**Task requirements:**
Rewrite the lines from the one containing "Could you point to the car" through the end of the material, swapping "windshield" for "front window" and keeping everything else the same.

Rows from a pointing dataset
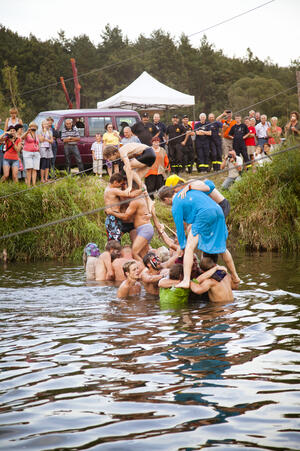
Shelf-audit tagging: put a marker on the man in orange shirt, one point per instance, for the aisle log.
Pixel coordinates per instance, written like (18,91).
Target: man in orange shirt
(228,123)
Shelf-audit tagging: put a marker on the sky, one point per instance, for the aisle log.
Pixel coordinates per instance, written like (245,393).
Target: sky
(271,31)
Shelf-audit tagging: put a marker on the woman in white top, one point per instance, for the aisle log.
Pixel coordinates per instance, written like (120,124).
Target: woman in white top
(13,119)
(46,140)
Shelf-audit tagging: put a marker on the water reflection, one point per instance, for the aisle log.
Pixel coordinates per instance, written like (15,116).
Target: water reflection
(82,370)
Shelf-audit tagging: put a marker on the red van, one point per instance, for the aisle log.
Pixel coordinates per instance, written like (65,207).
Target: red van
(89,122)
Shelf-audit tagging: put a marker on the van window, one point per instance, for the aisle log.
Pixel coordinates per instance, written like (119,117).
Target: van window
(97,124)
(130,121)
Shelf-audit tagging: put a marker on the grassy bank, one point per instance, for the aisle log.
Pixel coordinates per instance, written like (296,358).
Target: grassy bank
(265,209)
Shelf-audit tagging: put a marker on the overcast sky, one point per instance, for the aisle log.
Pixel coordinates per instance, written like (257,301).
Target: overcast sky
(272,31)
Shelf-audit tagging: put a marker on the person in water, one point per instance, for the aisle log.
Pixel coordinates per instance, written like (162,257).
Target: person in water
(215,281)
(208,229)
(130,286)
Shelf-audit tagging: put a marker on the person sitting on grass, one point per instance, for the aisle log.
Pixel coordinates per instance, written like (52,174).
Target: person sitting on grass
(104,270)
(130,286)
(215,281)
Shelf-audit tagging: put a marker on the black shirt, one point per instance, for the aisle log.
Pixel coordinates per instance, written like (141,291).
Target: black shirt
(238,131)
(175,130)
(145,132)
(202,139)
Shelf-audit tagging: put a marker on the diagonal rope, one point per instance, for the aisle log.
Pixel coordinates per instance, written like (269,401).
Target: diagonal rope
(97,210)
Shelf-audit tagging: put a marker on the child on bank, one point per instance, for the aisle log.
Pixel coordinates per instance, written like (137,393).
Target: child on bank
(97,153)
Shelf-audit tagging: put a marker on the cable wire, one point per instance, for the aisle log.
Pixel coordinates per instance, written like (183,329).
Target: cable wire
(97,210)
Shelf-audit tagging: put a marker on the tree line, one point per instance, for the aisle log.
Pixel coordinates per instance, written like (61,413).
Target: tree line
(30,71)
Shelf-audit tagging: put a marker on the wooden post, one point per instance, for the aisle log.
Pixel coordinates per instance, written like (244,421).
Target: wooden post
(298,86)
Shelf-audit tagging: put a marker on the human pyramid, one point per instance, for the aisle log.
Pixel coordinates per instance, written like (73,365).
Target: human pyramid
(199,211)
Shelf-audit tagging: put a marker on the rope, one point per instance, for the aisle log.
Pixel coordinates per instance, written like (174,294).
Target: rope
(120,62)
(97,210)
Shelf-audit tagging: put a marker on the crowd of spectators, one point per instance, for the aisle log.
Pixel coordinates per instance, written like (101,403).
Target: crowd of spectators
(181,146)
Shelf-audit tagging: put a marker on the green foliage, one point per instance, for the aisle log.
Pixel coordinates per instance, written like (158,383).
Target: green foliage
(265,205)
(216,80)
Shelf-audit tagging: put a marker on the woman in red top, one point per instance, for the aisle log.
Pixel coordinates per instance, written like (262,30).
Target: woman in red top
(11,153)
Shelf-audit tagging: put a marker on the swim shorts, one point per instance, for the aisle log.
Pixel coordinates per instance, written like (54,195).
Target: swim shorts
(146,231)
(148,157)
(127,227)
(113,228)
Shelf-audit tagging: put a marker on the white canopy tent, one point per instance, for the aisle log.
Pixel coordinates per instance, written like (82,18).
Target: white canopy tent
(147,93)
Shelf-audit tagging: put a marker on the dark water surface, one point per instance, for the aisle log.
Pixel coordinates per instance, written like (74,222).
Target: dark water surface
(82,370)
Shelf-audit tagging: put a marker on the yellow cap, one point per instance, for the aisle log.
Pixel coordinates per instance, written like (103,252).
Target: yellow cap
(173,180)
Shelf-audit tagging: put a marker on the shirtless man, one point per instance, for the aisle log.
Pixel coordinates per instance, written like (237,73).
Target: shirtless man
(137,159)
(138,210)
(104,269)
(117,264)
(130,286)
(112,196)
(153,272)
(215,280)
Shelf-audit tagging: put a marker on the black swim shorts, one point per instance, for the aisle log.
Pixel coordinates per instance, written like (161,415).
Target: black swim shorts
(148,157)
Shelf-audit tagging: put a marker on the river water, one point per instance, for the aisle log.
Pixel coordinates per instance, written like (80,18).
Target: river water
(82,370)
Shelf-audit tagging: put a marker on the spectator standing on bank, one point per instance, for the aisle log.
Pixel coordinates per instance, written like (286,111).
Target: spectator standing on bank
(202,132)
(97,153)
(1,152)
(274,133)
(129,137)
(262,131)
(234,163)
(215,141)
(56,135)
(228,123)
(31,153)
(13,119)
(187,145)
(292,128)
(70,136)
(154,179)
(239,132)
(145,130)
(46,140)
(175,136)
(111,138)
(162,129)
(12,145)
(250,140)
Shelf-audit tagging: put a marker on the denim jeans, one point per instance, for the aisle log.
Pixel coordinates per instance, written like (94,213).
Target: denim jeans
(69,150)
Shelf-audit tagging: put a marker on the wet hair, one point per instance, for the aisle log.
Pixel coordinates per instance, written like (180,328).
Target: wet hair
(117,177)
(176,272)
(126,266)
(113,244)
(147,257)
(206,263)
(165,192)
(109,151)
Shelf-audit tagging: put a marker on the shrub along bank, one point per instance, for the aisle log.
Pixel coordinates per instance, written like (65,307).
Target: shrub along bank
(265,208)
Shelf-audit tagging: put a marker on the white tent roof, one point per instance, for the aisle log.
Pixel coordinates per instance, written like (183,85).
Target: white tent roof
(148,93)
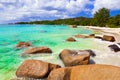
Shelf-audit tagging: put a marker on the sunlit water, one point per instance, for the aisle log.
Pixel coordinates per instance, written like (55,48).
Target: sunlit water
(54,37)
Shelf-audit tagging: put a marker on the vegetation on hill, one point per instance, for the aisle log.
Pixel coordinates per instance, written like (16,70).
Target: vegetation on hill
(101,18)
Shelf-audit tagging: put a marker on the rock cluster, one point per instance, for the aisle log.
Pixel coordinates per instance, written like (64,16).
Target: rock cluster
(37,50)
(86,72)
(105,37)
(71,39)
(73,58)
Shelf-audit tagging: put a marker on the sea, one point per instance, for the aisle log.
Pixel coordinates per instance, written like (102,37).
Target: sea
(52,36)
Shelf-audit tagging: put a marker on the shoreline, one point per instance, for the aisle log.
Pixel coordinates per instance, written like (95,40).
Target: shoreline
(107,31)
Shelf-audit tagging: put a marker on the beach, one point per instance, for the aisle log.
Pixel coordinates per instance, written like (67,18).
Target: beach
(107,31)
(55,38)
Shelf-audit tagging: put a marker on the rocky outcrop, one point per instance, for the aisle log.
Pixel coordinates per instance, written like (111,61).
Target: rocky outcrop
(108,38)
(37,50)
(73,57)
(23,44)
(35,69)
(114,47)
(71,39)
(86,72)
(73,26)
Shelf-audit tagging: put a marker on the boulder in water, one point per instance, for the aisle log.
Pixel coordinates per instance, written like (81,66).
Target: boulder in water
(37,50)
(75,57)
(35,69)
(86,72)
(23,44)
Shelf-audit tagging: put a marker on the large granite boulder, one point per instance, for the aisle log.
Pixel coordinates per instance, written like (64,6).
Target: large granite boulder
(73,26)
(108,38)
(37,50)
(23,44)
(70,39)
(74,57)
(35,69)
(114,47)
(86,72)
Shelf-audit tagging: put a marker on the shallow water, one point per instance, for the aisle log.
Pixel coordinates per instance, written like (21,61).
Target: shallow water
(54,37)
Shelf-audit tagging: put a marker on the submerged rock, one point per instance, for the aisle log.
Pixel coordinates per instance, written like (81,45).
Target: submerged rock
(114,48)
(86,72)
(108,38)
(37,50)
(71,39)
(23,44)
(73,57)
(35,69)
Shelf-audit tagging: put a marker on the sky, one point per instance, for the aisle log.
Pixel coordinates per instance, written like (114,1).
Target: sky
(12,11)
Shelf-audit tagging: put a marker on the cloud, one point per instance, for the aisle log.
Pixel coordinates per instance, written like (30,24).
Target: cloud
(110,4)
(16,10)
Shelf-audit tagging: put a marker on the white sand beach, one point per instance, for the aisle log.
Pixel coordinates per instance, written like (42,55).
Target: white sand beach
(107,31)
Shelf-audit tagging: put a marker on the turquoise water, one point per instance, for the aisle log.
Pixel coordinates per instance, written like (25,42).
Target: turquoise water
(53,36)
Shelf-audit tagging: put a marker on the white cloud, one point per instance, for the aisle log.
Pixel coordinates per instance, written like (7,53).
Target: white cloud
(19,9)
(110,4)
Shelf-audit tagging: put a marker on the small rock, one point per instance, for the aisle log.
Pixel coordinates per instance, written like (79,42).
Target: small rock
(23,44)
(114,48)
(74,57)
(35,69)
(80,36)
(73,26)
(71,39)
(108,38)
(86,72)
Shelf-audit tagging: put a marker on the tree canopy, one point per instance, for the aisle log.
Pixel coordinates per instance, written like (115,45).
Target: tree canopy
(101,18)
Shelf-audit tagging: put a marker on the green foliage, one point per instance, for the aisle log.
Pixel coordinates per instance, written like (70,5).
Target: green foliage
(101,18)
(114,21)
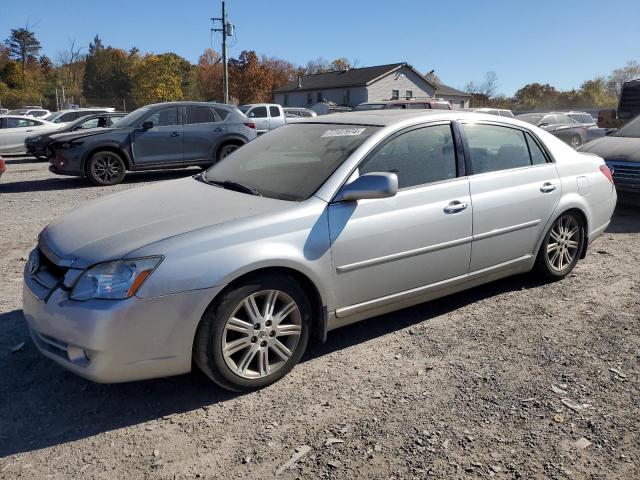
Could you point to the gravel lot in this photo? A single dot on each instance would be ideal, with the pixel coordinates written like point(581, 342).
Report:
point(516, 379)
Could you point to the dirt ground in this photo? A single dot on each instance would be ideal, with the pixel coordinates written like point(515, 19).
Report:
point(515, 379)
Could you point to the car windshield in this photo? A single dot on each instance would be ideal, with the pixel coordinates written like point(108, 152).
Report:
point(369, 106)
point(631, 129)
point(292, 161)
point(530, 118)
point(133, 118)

**Result of the task:**
Could you point to the car front window in this photo? A single dot on each instance would be ideal, with the pixel coordinates written like point(108, 152).
Report:
point(369, 106)
point(631, 129)
point(292, 161)
point(530, 118)
point(133, 118)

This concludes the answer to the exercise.